Written exercise: Put every line of the items below into a numbered list, and leave out any blank lines.

-=-=-

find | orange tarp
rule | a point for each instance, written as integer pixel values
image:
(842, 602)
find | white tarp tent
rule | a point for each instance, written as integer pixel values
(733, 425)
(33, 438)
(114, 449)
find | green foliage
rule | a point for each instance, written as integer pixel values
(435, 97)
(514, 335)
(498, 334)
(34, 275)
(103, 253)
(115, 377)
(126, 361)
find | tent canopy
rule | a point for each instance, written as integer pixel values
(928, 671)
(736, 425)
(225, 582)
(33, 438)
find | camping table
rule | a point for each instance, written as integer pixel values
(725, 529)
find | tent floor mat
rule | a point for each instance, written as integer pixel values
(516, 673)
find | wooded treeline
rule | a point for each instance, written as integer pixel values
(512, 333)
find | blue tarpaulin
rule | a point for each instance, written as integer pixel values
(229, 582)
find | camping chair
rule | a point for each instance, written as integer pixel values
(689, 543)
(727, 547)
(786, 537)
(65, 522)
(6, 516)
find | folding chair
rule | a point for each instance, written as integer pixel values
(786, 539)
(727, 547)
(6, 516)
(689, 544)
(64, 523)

-=-=-

Reply:
1. find | orange tarp
2. rule | a point for each instance, written as integer pixel values
3. image:
4. (842, 602)
5. find | white tarp tent
6. rule | a point for each instance, written as integer pixel values
7. (733, 425)
8. (33, 438)
9. (114, 449)
10. find | green foliage
11. rule | a point for each instance, written as integer pixel values
12. (435, 97)
13. (514, 335)
14. (498, 334)
15. (34, 275)
16. (103, 253)
17. (115, 377)
18. (126, 361)
19. find | tent canopy
20. rule | a point for each instance, written as integer pixel values
21. (928, 671)
22. (736, 425)
23. (225, 582)
24. (33, 438)
25. find | camping table
26. rule | a point for each instance, written as integer pixel values
27. (725, 529)
28. find | tent floor mat
29. rule | a point for each instance, written as integer pixel values
30. (516, 673)
31. find | wooded treeline
32. rule | a point for each instance, written as integer pixel values
33. (512, 333)
34. find | blue tarpaulin
35. rule | a point for each instance, written as integer pixel values
36. (229, 582)
37. find | camping chair
38. rule | a point for each instance, written as integer pixel values
39. (689, 543)
40. (727, 547)
41. (786, 537)
42. (65, 522)
43. (6, 516)
44. find | folding chair
45. rule | a point for each instance, written as integer pixel values
46. (786, 539)
47. (727, 547)
48. (6, 516)
49. (689, 544)
50. (64, 523)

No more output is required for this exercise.